PETUNJUK LATIHAN:
Daftarkan setiap baris di bawah yang memuat kata "jersey", dengan membedakan huruf besar dan huruf kecil.

━━━━━━━━━━━━━━━━━━━━

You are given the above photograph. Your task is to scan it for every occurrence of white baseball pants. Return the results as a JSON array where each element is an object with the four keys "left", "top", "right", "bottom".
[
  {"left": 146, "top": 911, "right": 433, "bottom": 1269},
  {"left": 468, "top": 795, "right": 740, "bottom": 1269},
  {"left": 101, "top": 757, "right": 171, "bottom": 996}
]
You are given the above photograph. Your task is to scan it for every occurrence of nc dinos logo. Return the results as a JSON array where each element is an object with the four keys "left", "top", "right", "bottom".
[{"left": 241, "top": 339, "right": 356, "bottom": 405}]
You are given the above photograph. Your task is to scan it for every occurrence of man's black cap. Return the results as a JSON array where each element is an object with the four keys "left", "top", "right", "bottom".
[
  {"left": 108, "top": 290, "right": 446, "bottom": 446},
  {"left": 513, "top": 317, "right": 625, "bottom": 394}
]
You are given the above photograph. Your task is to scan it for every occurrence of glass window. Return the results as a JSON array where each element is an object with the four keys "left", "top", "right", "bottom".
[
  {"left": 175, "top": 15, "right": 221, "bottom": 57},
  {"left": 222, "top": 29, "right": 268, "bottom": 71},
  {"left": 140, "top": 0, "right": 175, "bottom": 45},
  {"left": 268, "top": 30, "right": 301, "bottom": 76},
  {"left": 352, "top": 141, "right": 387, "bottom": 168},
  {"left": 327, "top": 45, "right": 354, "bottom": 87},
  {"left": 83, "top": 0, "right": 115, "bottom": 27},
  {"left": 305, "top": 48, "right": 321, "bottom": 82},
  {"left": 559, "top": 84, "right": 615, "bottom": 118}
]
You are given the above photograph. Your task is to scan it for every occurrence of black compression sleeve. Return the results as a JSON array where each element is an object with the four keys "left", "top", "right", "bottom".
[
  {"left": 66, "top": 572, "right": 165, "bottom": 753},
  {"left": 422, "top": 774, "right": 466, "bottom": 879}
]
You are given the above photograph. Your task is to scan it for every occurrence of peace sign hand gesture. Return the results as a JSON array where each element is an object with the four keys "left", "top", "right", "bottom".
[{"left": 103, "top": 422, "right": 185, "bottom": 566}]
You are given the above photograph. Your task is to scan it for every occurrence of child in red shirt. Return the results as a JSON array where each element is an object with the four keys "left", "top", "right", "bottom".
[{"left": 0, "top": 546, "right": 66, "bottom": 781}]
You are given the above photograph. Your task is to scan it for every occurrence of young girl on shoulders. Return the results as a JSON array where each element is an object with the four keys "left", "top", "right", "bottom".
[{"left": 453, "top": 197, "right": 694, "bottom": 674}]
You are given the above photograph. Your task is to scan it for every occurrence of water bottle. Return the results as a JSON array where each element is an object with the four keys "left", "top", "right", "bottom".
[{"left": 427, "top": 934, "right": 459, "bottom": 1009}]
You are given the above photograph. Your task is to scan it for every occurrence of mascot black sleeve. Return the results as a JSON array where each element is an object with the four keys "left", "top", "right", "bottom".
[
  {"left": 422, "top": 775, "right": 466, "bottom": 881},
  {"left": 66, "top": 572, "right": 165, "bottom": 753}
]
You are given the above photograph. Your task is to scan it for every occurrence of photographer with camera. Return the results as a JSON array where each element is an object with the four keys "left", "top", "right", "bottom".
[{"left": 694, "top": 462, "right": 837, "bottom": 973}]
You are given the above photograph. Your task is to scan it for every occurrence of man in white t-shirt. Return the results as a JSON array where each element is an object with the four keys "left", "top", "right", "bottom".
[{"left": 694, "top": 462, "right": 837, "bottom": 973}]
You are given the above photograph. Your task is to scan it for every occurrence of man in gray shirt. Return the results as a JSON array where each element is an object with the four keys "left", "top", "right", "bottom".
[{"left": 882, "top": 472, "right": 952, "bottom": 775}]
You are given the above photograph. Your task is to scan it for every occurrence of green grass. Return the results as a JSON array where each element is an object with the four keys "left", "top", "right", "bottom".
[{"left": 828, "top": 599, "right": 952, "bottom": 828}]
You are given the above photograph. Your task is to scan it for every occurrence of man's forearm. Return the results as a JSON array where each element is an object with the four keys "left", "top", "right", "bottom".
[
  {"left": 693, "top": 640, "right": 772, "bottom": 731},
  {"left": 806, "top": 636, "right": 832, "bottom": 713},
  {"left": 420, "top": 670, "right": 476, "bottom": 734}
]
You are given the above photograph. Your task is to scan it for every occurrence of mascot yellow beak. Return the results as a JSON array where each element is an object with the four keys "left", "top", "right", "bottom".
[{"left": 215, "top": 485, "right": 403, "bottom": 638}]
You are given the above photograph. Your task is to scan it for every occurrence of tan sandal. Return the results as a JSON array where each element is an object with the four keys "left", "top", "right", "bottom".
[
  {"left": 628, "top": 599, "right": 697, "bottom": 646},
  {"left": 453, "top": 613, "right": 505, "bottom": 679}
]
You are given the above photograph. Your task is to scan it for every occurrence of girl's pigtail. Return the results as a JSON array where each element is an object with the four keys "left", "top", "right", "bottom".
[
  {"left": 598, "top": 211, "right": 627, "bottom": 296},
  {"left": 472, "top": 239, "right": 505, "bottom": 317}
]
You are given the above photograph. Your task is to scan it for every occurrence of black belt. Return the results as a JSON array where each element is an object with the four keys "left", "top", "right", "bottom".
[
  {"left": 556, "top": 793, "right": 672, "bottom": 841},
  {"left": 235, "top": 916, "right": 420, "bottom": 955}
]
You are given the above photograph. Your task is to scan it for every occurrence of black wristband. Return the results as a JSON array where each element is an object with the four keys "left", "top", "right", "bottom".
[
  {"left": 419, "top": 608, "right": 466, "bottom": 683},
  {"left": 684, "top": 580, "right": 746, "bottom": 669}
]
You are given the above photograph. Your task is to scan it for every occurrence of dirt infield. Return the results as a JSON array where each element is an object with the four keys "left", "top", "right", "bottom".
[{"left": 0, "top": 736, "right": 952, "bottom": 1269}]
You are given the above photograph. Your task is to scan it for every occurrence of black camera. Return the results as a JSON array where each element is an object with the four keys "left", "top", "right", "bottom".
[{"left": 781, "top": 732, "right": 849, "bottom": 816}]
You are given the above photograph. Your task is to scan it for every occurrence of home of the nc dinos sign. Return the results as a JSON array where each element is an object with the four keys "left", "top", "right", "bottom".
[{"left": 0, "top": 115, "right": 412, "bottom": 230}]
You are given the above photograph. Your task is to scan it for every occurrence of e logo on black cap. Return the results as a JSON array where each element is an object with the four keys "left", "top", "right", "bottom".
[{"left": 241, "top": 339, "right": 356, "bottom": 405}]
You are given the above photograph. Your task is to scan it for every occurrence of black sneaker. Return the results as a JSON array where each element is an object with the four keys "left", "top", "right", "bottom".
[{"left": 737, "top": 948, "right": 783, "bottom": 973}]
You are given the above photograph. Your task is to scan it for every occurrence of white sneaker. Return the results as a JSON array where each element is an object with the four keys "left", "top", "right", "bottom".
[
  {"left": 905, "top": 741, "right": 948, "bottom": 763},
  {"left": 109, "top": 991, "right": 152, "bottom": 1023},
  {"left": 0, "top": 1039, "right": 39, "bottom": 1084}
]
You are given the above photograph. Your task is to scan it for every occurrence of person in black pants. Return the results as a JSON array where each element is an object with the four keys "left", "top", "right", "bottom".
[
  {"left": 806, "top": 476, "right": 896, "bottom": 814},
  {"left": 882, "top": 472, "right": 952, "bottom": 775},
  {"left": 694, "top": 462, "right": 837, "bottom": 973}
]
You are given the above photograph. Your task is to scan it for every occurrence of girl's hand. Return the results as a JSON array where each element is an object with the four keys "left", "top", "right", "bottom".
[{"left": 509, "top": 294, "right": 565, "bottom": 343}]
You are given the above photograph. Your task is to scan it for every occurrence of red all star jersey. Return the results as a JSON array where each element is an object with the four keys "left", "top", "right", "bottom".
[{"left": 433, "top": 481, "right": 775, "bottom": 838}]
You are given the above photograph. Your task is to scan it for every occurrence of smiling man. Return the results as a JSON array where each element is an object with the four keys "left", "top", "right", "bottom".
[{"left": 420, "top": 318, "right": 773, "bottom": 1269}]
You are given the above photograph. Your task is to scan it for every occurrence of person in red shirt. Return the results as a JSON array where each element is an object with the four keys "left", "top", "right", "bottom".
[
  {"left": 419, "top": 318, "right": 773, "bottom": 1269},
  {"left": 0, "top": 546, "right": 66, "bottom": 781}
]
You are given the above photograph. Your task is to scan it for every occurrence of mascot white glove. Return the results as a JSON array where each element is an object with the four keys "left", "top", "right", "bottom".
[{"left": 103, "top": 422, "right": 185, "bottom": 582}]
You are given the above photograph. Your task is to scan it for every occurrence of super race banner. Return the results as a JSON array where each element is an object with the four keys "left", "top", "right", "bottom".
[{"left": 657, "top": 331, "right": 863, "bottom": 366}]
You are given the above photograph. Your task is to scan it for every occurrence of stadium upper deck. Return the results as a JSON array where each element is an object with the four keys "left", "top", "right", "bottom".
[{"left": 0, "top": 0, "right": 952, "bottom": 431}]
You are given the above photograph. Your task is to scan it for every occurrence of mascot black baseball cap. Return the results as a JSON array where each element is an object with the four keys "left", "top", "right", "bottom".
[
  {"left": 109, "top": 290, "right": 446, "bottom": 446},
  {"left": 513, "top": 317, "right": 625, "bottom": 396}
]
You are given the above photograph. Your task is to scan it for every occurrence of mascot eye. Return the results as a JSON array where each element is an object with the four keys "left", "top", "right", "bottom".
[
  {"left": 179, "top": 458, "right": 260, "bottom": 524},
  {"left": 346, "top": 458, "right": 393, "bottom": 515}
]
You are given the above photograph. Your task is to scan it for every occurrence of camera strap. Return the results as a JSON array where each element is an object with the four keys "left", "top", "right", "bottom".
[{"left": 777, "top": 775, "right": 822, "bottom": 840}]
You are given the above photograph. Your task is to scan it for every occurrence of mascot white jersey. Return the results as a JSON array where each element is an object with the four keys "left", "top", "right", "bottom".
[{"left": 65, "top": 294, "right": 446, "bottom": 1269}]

━━━━━━━━━━━━━━━━━━━━

HASIL AKHIR:
You are given the above photograph. Your task is to scan it for every occurrence of red all star jersey. Return the results as a JSON array where each element is an object with the four keys "left", "top", "right", "bottom".
You are given the above photograph. Your task is to scan it for every occurrence of mascot white jersey. Return the results as a JSON array where each element is an object with the four keys "left", "top", "right", "bottom".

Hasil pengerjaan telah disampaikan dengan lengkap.